Task statement: Count the lines in the entries below that contain "pole", matching case exactly. Reply with the number only.
====
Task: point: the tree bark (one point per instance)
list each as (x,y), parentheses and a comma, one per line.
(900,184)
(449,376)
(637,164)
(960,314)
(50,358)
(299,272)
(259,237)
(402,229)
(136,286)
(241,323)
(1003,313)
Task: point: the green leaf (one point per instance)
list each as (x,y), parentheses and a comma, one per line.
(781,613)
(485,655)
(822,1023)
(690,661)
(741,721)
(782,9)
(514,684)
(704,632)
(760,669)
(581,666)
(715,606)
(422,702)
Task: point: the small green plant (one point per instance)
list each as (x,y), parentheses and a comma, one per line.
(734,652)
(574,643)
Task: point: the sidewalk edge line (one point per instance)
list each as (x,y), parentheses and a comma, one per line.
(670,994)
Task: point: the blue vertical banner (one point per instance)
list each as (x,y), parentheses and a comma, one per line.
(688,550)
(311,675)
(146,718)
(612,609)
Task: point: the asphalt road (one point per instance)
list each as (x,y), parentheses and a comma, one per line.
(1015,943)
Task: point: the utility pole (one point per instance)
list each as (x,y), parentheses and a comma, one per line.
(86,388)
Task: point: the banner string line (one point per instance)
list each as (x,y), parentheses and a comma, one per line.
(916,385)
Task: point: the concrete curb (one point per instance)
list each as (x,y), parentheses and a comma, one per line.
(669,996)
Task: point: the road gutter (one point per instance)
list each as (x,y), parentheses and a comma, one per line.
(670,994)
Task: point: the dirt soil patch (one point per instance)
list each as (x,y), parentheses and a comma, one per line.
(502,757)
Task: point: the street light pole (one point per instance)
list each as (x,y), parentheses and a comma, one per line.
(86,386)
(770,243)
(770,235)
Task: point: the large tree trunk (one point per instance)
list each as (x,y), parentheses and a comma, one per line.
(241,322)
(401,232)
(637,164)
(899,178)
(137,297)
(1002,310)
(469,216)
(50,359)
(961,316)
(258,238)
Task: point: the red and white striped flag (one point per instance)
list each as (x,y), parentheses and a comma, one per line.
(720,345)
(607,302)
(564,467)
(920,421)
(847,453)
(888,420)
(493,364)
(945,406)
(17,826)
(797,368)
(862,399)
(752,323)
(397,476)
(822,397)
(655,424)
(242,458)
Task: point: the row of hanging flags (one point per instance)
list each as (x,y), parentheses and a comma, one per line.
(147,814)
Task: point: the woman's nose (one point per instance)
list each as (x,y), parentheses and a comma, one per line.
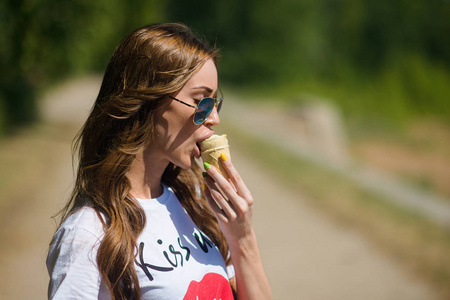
====
Solved exercise: 2